## Aim
Your task is to write out exactly the lines from the line containing "of the overhead" through the end of the records, inclusive at both ends.

## Data rows
--- --- ---
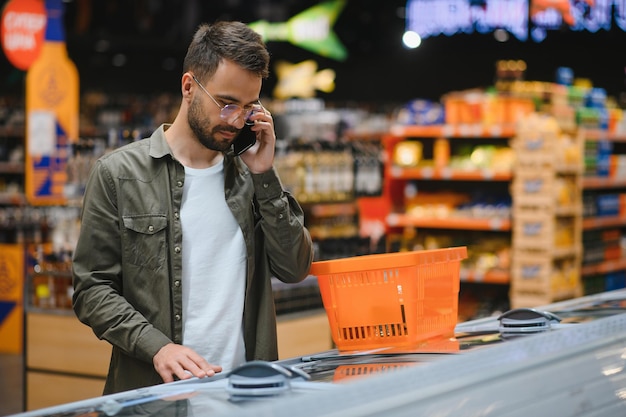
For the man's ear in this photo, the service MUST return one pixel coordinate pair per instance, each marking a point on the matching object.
(186, 85)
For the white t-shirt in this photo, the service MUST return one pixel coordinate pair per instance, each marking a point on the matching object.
(214, 270)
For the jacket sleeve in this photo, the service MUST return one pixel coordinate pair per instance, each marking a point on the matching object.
(288, 243)
(98, 299)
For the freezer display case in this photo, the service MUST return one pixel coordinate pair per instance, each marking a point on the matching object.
(562, 359)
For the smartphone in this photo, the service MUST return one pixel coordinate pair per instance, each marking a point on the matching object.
(245, 140)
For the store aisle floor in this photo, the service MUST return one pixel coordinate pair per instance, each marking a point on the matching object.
(11, 384)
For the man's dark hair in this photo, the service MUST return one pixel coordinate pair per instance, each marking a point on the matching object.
(226, 40)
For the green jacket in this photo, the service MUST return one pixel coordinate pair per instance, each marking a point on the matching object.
(128, 259)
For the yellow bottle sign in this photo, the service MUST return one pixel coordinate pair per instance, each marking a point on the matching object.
(52, 100)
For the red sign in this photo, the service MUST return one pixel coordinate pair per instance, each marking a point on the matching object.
(22, 31)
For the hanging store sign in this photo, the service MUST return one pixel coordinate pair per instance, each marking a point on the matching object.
(521, 18)
(22, 31)
(311, 29)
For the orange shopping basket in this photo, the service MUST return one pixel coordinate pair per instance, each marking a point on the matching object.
(393, 299)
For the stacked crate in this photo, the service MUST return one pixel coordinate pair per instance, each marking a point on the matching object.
(547, 213)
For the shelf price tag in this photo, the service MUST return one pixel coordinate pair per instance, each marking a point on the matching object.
(496, 223)
(428, 173)
(488, 174)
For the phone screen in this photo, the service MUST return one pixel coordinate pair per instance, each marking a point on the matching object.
(245, 140)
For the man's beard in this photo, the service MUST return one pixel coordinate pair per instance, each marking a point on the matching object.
(200, 125)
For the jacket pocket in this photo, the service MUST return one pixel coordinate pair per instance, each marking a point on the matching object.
(145, 243)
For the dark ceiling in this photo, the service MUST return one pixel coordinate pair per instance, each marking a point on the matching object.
(153, 36)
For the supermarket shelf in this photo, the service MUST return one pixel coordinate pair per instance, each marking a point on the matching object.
(451, 174)
(11, 168)
(599, 134)
(455, 131)
(492, 276)
(603, 182)
(12, 131)
(457, 223)
(12, 198)
(600, 222)
(604, 267)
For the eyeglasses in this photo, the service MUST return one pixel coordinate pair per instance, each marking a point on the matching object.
(231, 112)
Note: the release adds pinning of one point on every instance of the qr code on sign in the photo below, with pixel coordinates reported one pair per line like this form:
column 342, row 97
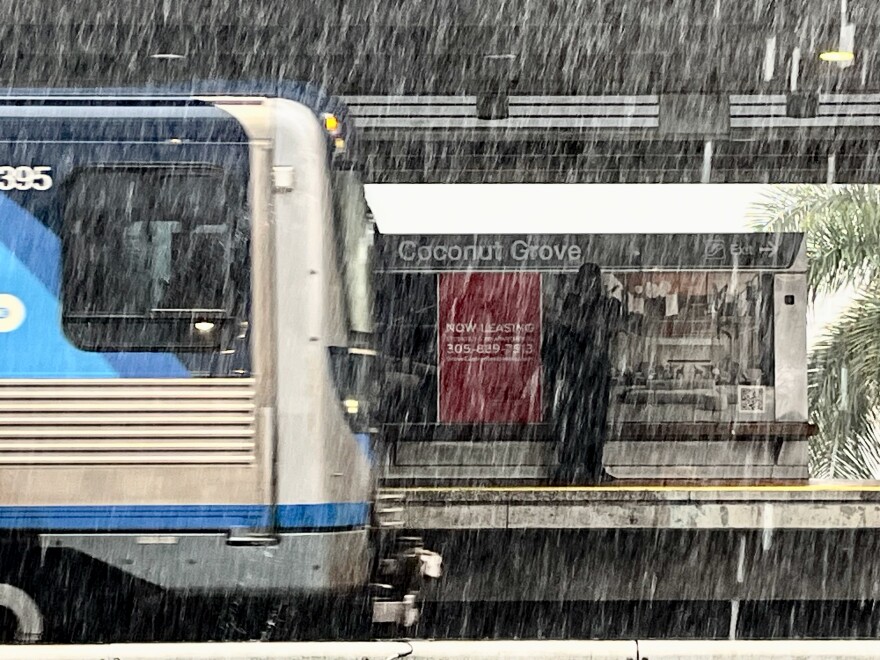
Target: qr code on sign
column 751, row 398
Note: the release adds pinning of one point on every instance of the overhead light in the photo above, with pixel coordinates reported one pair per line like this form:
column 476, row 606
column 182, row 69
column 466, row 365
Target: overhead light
column 837, row 56
column 331, row 123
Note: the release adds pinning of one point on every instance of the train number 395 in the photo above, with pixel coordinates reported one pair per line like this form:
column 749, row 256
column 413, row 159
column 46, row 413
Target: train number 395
column 25, row 178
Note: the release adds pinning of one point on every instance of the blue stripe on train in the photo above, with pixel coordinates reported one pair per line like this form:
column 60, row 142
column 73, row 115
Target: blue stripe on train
column 183, row 517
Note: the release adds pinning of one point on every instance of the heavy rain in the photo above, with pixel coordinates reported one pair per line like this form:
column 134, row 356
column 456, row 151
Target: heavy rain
column 460, row 320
--- --- ---
## Correct result
Note: the release adds pinning of one point on every instance of the overhead light in the photo above, with pixel coordinates reported one pair per line like this form:
column 476, row 606
column 182, row 69
column 466, row 365
Target: overhead light
column 837, row 56
column 331, row 123
Note: the release adds pinning of one point on every instance of the train number 395 in the photo above, with pixel coordinates reported one pair per line like this form:
column 749, row 256
column 413, row 159
column 46, row 413
Target: train number 395
column 25, row 178
Note: the release adds pinning of one point on every instance of the blue stripe on train in the photo above, with pixel coordinates reported one pair per line like this form:
column 60, row 142
column 73, row 115
Target: blue stripe on train
column 183, row 517
Note: the release adds pinning of one point on every instance of the heavy rain in the photo above, with pixel coordinates reported one pair per line like this form:
column 134, row 356
column 456, row 151
Target: heavy rain
column 460, row 320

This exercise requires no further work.